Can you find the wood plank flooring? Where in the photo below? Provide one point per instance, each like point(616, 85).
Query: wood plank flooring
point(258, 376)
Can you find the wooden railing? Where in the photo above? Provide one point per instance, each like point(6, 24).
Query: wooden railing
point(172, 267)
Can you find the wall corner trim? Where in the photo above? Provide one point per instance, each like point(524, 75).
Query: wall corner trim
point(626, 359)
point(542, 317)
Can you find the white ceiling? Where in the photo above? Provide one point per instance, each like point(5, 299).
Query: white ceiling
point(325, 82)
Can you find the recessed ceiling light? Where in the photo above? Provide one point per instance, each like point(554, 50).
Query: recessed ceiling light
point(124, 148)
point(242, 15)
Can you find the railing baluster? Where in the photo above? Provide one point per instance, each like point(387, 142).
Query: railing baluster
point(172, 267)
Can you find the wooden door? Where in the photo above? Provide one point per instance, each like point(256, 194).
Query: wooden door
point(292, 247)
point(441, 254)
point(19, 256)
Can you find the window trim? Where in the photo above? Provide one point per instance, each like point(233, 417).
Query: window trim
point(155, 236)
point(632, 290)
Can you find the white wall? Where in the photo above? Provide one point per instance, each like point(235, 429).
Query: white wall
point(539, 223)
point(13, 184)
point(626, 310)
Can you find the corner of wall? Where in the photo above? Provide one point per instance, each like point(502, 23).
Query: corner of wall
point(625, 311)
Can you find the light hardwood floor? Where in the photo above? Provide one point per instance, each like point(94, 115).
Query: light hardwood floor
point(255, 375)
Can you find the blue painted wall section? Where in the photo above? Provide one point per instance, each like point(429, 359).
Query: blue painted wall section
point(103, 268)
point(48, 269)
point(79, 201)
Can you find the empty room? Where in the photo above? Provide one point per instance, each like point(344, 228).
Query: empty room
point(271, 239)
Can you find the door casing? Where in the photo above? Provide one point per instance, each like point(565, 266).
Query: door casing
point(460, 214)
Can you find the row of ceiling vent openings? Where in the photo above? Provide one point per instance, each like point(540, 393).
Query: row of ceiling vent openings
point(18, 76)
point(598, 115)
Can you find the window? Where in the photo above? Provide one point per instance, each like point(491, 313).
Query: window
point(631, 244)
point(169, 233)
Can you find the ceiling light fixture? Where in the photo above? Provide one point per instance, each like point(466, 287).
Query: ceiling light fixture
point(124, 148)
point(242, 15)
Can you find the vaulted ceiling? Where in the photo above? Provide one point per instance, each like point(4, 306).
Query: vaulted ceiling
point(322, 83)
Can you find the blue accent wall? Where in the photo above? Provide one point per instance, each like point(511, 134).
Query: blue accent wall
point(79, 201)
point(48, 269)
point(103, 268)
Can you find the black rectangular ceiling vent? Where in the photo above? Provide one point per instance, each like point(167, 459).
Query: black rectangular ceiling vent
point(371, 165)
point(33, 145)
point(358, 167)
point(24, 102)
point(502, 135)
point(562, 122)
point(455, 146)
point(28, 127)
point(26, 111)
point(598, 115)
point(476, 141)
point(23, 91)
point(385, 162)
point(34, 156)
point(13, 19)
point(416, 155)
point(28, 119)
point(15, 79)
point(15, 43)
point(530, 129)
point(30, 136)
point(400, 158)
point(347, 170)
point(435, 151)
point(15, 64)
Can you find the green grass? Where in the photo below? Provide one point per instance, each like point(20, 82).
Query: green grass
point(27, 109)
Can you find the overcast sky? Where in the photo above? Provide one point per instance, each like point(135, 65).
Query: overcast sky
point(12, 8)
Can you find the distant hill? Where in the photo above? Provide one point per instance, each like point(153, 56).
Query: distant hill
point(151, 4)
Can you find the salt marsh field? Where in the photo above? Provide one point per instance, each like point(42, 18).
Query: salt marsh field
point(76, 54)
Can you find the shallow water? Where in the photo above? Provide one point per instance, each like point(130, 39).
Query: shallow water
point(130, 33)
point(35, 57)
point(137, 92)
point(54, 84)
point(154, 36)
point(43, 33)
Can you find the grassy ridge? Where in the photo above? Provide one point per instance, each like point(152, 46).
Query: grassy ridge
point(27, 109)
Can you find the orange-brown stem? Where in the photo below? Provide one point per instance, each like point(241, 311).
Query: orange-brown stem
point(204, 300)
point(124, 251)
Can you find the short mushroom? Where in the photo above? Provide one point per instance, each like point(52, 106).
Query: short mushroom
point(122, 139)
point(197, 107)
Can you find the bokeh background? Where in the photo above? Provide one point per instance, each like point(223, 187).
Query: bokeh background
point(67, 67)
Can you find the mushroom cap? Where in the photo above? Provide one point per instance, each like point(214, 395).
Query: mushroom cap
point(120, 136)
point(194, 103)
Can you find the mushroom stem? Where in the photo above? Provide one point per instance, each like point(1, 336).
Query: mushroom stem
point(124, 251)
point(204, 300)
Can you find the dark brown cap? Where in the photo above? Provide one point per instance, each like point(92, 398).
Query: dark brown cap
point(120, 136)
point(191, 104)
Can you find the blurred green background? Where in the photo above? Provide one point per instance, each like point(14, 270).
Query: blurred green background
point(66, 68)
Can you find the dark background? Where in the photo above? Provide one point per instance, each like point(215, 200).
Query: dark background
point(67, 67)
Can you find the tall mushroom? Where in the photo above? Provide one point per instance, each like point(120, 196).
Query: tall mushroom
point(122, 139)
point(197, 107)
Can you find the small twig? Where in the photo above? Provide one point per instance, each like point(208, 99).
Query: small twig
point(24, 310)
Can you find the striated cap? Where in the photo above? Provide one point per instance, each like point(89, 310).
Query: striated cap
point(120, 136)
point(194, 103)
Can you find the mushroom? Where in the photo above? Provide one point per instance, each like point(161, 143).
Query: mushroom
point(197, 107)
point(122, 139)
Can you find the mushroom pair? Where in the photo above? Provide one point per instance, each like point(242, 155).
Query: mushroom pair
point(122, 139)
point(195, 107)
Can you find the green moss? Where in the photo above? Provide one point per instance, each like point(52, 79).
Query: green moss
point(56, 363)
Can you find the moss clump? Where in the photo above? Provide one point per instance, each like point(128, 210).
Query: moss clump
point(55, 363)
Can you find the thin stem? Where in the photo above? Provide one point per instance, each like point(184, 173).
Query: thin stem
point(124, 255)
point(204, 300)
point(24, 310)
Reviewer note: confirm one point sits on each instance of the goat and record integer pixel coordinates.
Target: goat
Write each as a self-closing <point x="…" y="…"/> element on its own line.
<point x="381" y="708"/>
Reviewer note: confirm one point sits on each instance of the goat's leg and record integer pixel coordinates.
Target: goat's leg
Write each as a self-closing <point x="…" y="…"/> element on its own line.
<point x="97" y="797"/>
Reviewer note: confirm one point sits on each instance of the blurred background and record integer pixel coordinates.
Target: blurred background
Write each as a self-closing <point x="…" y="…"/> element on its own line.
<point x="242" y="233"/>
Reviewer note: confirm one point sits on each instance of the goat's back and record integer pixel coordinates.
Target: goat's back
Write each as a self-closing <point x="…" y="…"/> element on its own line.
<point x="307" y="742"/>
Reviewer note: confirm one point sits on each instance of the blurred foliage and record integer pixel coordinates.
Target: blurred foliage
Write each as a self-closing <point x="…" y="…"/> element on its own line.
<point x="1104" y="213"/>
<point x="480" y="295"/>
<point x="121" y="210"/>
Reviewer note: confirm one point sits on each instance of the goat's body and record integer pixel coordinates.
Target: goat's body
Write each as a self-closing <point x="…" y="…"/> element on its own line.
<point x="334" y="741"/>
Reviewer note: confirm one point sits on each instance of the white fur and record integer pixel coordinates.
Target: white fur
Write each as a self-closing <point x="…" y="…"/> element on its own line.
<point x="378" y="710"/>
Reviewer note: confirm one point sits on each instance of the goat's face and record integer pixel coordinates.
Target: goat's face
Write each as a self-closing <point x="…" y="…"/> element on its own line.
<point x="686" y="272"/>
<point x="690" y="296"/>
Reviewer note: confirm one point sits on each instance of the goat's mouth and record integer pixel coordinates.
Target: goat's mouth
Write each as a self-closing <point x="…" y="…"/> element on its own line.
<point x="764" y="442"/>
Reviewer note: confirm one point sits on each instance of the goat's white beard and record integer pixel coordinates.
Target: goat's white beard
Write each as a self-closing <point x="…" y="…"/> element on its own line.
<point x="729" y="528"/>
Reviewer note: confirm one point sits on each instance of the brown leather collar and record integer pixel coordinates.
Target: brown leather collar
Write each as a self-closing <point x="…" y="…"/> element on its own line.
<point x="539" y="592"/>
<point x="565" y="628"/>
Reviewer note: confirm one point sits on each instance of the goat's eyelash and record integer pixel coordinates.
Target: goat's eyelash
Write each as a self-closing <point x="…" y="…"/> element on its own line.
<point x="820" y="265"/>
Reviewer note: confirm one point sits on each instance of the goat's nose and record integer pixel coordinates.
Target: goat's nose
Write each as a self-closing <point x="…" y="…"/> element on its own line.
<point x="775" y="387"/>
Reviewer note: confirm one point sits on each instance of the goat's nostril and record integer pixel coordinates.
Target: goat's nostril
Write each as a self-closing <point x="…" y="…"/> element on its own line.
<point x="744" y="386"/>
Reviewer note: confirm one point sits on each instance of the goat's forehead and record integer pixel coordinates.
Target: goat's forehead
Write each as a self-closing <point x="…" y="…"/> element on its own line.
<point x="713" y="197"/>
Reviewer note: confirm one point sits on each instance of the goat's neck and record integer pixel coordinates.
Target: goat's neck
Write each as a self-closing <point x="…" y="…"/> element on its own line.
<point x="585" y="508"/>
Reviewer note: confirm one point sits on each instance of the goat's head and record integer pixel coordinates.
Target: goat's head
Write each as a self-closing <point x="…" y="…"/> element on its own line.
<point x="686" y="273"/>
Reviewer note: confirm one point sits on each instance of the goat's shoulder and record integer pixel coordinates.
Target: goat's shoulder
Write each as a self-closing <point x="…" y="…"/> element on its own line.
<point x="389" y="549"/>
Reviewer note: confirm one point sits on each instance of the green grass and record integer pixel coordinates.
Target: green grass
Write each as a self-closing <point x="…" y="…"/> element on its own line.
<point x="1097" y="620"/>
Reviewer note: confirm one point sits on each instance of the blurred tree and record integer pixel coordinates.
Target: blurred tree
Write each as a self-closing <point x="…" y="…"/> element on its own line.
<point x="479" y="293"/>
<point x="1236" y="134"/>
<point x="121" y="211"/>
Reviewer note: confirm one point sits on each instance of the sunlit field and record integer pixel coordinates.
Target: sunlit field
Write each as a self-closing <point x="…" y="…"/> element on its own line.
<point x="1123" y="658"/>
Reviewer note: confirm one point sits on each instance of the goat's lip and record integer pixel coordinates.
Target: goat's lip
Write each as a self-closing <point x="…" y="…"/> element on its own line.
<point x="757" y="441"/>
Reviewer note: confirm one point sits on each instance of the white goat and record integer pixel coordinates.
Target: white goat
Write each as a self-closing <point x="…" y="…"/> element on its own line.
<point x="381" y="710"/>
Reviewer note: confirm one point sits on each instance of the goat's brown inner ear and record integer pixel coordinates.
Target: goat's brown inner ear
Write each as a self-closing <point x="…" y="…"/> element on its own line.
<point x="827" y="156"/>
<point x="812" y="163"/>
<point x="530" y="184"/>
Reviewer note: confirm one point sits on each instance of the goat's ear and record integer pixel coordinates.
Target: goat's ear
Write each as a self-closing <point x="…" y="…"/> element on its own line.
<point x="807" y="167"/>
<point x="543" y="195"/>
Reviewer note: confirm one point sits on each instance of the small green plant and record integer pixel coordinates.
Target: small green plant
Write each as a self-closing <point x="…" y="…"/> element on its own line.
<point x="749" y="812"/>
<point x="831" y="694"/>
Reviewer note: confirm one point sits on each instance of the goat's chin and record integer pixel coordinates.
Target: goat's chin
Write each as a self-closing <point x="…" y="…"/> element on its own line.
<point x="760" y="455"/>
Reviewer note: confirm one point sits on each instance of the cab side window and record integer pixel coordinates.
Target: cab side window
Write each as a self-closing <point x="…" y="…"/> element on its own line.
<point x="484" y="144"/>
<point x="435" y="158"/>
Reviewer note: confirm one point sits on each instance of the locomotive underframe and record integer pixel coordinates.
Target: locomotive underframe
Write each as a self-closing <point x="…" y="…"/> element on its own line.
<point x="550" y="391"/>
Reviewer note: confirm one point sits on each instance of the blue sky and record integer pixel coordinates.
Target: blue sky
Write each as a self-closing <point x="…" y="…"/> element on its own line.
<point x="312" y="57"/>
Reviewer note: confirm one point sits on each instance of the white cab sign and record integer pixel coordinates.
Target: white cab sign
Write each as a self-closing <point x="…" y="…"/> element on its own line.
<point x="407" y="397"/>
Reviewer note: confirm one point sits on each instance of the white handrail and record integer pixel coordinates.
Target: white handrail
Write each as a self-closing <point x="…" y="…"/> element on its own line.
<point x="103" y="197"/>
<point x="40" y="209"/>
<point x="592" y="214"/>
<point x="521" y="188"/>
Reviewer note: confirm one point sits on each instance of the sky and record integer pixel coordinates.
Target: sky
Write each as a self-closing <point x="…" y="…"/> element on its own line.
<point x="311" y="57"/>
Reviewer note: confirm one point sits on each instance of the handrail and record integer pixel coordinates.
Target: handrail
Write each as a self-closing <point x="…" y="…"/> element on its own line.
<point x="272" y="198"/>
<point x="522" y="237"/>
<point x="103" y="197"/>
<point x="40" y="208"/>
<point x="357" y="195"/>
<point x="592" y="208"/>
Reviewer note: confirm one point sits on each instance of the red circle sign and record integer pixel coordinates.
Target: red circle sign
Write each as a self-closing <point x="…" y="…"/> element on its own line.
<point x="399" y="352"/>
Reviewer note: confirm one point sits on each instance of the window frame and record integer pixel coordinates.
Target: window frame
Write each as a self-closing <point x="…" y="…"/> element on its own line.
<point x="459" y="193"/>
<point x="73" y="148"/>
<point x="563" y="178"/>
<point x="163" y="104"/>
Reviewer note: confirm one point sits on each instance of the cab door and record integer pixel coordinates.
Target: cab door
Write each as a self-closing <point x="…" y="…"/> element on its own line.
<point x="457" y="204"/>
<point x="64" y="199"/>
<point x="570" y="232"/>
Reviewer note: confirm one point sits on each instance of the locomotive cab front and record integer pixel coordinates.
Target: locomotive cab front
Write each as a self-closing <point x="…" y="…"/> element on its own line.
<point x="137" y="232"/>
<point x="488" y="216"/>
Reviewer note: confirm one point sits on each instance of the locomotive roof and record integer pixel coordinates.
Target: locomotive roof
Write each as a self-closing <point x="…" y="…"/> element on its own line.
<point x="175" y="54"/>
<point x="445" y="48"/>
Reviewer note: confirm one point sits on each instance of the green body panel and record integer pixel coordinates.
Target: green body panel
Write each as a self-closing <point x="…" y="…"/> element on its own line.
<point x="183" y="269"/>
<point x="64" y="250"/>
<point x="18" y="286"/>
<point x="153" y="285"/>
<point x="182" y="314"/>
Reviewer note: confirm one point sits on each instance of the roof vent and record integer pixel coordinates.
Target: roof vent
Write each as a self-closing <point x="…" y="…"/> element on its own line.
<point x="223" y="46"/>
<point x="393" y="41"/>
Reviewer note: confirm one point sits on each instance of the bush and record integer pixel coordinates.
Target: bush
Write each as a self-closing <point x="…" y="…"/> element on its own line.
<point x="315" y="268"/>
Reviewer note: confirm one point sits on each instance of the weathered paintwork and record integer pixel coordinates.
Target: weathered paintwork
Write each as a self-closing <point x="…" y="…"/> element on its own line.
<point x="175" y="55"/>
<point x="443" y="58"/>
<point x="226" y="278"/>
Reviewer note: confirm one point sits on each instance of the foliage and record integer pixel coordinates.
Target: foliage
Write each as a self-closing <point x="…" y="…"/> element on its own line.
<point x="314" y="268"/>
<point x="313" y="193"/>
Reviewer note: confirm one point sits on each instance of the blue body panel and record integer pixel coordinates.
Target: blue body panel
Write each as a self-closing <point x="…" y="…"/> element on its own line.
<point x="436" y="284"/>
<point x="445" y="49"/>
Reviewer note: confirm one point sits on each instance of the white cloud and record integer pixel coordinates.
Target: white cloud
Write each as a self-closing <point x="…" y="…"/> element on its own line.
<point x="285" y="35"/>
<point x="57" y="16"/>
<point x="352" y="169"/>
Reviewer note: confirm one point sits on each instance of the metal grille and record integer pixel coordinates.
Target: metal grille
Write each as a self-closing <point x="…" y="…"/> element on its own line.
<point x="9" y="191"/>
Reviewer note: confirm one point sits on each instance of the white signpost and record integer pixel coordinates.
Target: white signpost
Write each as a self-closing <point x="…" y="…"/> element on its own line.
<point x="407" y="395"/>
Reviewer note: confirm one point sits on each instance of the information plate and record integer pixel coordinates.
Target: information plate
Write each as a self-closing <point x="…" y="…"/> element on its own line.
::::
» HOW TO COMPLETE THIS TASK
Count the lines of the material that include the word "below", then state only the total.

» YOUR SOLUTION
3